▶ _Exercise_
Locate the line that contains "Task: For every instance of the dark window". Reproduce it and all following lines up to the end of the material, exactly and with nothing added.
+++ Listing
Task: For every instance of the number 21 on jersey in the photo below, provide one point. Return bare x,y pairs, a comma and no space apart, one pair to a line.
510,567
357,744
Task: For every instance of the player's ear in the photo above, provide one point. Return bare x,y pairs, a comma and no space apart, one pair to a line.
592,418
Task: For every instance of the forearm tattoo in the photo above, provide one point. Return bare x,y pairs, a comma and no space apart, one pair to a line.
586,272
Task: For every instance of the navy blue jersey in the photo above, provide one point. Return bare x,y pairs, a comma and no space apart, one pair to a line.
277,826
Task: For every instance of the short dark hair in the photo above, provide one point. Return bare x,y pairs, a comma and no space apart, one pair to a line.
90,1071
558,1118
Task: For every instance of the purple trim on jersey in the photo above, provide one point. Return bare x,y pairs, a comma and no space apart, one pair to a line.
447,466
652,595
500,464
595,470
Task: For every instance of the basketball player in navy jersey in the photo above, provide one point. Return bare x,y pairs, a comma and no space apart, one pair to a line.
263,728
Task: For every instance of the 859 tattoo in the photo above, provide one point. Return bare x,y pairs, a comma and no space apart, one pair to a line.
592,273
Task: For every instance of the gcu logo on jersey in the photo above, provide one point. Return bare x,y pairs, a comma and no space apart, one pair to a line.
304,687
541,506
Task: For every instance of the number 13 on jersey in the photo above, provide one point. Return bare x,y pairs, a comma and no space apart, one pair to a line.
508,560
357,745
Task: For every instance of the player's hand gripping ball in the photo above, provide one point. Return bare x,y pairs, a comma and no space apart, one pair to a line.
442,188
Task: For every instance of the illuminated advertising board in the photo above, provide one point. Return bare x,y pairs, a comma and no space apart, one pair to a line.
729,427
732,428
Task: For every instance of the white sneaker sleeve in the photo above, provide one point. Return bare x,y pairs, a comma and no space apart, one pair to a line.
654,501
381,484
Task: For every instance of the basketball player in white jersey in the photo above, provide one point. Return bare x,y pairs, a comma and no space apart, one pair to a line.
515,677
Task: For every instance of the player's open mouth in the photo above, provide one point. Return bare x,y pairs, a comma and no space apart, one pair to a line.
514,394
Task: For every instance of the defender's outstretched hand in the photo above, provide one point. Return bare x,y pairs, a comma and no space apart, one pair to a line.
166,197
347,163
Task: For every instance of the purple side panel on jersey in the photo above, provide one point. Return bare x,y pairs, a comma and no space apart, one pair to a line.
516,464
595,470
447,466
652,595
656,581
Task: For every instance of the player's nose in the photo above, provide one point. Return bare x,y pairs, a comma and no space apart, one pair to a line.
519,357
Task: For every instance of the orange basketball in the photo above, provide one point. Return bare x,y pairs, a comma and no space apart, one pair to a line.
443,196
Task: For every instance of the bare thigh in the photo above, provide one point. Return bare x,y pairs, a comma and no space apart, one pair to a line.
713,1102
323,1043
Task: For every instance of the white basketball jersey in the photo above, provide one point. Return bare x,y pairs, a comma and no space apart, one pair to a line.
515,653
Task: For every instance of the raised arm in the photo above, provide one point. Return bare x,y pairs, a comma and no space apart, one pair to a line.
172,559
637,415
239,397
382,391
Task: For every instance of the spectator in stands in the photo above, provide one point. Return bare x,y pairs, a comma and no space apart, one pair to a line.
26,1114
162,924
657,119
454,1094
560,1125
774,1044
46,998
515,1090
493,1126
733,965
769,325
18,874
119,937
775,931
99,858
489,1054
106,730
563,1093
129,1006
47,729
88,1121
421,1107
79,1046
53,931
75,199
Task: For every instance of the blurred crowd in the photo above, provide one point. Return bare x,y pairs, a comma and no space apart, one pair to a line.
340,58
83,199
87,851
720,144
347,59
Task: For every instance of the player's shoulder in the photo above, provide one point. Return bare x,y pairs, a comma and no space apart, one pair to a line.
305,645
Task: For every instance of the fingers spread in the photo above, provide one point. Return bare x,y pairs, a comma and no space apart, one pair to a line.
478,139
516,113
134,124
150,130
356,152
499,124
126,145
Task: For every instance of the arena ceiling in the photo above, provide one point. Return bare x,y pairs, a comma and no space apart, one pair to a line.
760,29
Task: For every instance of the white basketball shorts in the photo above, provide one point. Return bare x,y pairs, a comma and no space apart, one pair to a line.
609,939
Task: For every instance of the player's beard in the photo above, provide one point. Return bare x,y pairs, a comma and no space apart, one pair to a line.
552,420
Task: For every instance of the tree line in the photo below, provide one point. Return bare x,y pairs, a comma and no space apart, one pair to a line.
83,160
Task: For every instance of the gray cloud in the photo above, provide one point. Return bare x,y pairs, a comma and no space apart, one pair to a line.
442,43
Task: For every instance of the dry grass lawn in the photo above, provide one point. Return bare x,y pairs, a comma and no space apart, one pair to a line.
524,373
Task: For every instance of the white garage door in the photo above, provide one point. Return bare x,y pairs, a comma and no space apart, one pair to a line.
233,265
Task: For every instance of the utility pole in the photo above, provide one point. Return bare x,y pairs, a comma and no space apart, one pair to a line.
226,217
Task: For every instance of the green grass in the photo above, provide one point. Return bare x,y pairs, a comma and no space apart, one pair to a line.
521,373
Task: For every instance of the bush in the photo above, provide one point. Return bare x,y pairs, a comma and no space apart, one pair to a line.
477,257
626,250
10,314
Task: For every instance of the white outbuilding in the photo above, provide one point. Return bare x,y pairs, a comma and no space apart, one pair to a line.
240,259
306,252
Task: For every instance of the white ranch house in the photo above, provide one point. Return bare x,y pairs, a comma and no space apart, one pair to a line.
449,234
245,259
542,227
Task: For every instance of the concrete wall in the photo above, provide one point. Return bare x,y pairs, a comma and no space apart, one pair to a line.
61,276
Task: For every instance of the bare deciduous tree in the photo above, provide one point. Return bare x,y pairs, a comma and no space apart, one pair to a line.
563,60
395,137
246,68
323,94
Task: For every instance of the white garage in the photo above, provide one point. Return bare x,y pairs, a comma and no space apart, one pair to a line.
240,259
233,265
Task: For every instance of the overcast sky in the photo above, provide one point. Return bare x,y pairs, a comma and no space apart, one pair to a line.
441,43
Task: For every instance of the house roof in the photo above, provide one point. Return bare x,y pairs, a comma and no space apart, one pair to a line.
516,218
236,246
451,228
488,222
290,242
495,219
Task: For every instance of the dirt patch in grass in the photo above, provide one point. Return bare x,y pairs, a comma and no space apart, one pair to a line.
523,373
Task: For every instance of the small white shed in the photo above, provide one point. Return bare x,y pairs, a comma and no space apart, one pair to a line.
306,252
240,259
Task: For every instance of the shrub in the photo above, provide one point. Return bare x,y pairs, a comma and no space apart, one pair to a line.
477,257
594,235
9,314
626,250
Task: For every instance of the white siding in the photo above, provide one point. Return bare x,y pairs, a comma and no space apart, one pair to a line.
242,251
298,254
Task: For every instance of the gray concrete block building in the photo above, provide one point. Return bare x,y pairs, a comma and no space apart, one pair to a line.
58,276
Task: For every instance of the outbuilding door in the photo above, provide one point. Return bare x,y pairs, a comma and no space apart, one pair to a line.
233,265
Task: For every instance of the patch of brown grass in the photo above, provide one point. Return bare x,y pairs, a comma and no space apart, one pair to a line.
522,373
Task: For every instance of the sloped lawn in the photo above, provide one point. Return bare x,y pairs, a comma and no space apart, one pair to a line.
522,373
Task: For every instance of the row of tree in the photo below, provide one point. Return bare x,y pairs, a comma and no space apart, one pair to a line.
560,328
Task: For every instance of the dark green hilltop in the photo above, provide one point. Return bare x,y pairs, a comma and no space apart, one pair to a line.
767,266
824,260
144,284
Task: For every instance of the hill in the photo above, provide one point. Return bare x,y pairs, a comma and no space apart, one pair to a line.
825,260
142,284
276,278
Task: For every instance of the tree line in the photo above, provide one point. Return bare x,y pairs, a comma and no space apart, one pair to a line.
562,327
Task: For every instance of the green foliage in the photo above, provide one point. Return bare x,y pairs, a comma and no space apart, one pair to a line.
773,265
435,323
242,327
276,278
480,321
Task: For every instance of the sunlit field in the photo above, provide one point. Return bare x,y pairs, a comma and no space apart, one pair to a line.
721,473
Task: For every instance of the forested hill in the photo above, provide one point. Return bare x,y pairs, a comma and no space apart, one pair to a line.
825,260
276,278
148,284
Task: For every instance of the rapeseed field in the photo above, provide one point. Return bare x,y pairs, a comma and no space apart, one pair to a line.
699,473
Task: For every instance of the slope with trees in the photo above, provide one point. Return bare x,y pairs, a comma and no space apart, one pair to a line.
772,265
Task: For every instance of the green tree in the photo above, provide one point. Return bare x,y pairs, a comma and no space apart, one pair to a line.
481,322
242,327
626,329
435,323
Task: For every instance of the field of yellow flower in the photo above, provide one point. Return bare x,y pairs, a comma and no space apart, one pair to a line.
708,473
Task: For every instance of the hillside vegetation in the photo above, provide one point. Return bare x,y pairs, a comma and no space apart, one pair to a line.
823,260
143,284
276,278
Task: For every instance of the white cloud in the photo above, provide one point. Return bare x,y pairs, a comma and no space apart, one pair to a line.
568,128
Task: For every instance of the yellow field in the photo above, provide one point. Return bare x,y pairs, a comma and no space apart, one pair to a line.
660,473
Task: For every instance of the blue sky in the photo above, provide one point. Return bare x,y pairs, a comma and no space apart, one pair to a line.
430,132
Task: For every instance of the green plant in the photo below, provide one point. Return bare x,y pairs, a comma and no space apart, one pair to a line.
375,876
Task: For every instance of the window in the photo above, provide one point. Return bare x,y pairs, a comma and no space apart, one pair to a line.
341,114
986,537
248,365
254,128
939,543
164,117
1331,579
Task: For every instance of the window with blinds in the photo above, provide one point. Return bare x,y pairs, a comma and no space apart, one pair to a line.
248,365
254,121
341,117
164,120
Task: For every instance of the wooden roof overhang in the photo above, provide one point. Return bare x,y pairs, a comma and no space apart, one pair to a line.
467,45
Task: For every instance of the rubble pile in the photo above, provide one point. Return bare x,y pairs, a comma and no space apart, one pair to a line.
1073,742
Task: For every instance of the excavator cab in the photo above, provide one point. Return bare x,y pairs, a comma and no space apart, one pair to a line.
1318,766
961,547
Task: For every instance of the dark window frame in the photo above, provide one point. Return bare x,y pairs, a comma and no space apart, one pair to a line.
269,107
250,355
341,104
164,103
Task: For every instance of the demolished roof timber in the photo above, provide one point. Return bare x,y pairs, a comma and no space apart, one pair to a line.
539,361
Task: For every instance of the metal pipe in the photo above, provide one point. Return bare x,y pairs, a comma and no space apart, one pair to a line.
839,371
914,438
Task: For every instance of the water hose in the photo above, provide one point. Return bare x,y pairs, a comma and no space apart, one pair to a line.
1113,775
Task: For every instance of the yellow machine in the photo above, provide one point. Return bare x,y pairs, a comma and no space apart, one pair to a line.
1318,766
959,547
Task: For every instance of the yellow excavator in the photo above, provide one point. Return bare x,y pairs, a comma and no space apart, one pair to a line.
++++++
▶ _Answer_
Task: For every instance of the dark window frame in the photo above, provide one point. Return bare x,y pairs, a comma and no space apart, one pair to a line.
269,107
250,355
341,104
164,103
Task: For every instance of the demolished roof timber in the photo above, provide one point. Return bare x,y pairs, a comma and no space apart, one pair to a line.
539,361
Task: For every instance of the metal pipe in the photo above, provide one point. Return bare x,y pairs, a comma and no space apart, one pair to a line.
839,371
914,438
Task: For every instance of the water hose in the photo above, provide one point. Return bare x,y pairs, a comma and no space apart, one pair to a line.
1113,775
Task: For every instance of the yellow machine in the photo above, provide one point. Return bare x,y pairs, a comma and no space apart, one pair to a line.
1318,766
959,547
Task: For every instance of the yellow excavator in the photo above, provide one point. Return bare x,y pairs, a comma and no space apart, one pair to a line.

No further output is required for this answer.